En tiempos ya idos pero no tan lejanos, en las familias de clase media chilena, era costumbre guardar con celo algún pendiente de brillantes de una abuela para que lo recibiera como regalo la cónyuge del hijo mayor y que éste se esmerara, durante las largas vidas en común de entonces, por sumar otras joyas compradas con su esfuerzo. Es así como se agregaba anillos, pulseras, «placas de brillantes» que fueron la moda de los años cuarenta, collares y prendedores, todas ellas de valor intrínseco y sentimental.
En tiempos en que no existían fondos mutuos, en que los depósitos en dólares estaban prohibidos y que las otras operaciones bancarias parecían privilegio de las grandes fortunas, solamente quedaban para los estratos C2 hacia abajo: la «libreta de la Caja de Ahorros», para juntar dinero para la educación de los hijos que casi siempre venían en números superiores a cuatro; o la inversión en esos objetos de claro valor intrínseco.
Las joyas de familia eran adorno para la dueña de casa y también refugio para recurrir cuando necesidades premiosas lo ameritaban, caso en que se reducían a dinero que servía para pagar los gastos de una larga enfermedad o los estudios universitarios de un hijo. Se la estimaba también por eso, una inversión que nunca se habría liquidado sin un motivo serio y apremiante; jamás habría servido para pagar una gran fiesta, ni siquiera unas justificadas vacaciones.
En los países en desarrollo en nuestra américa morena, según fuera el signo político de los gobernantes, se invirtieron durante el siglo pasado y desde antes parte mayor o menor del ingreso tributario y a veces de los empréstitos fiscales en construcción de obras públicas, plantas industriales o extractivas de materias primas o en creación de empresas de servicios públicos. En nuestro país, aún antes de que se iniciara el fructífero esfuerzo de la Corfo, existían servicios públicos del Estado, algunos tan importantes como los ferrocarriles, orgullo nacional en sus tiempos.

== Objetivo del ejercicio ==
Enumera todas las clases de joyas que se nombran en el texto sobre las joyas de familia.

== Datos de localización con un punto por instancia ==
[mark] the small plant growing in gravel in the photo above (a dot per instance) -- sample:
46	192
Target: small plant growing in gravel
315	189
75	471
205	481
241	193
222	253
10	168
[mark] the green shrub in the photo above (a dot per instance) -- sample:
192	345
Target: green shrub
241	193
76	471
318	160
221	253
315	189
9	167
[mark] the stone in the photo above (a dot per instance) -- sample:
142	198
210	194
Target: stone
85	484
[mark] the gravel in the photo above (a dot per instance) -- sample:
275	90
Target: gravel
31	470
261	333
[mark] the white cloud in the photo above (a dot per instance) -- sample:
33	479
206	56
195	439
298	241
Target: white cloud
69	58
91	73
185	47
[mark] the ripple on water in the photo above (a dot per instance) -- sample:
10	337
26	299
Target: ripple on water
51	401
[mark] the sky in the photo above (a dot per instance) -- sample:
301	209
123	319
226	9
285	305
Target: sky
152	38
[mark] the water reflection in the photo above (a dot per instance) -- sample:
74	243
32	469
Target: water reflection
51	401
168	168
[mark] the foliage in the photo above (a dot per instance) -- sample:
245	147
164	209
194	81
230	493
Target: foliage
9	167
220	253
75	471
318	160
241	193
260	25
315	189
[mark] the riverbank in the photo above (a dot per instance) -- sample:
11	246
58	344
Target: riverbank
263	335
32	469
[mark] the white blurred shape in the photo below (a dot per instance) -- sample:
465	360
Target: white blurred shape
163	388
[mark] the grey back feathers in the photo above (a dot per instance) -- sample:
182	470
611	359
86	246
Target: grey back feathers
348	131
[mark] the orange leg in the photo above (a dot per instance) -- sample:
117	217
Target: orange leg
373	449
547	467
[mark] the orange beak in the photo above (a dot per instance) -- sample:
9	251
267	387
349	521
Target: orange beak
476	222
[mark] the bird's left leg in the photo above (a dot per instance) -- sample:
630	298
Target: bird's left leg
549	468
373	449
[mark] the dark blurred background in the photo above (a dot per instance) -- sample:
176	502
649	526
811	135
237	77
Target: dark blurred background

== Espacio de respuesta ==
- pendiente de brillantes
- anillos
- pulseras
- placas de brillantes
- collares
- prendedores